▶ **Extracted entries**
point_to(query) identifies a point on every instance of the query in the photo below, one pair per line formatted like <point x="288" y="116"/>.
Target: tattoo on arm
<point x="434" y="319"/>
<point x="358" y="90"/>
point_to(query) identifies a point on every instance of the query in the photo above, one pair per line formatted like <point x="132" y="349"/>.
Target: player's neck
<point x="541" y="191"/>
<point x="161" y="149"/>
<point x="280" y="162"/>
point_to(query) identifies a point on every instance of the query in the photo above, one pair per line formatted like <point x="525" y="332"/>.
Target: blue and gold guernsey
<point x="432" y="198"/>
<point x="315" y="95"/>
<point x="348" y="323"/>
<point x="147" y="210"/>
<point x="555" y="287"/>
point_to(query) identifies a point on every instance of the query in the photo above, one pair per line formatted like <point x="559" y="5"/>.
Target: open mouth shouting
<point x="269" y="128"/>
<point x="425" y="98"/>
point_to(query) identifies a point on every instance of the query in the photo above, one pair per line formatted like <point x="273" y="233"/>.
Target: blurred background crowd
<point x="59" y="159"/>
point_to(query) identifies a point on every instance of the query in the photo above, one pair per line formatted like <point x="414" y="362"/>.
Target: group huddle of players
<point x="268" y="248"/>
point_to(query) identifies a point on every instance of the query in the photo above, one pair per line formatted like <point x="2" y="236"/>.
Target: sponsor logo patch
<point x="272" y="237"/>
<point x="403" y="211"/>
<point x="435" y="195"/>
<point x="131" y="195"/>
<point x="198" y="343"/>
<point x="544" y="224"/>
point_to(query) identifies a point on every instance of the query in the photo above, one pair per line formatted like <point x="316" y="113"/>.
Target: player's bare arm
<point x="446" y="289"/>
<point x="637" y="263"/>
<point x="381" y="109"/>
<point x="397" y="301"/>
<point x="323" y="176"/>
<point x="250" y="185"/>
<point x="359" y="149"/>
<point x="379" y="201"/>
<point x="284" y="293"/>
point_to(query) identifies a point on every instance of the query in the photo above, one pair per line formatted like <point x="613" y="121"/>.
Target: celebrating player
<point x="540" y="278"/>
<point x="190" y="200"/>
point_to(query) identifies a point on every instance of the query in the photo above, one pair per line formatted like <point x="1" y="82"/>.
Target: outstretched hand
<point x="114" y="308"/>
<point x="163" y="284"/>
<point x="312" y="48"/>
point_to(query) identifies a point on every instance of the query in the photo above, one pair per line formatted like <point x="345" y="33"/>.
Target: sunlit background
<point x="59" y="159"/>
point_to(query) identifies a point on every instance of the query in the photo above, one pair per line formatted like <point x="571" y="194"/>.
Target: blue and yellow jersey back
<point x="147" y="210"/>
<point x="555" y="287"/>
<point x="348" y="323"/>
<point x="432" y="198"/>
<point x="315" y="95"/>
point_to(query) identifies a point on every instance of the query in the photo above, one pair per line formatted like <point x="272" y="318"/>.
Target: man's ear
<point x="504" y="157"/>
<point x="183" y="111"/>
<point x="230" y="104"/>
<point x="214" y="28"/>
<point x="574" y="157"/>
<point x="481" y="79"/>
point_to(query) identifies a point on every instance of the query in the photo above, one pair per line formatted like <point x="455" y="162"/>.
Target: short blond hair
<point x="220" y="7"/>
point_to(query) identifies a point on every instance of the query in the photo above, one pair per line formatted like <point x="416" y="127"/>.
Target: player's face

▶ **To be done**
Display each line of the material above that contains the word "background", copied without changes.

▶ **Answer to this task**
Target: blurred background crowd
Target: sunlit background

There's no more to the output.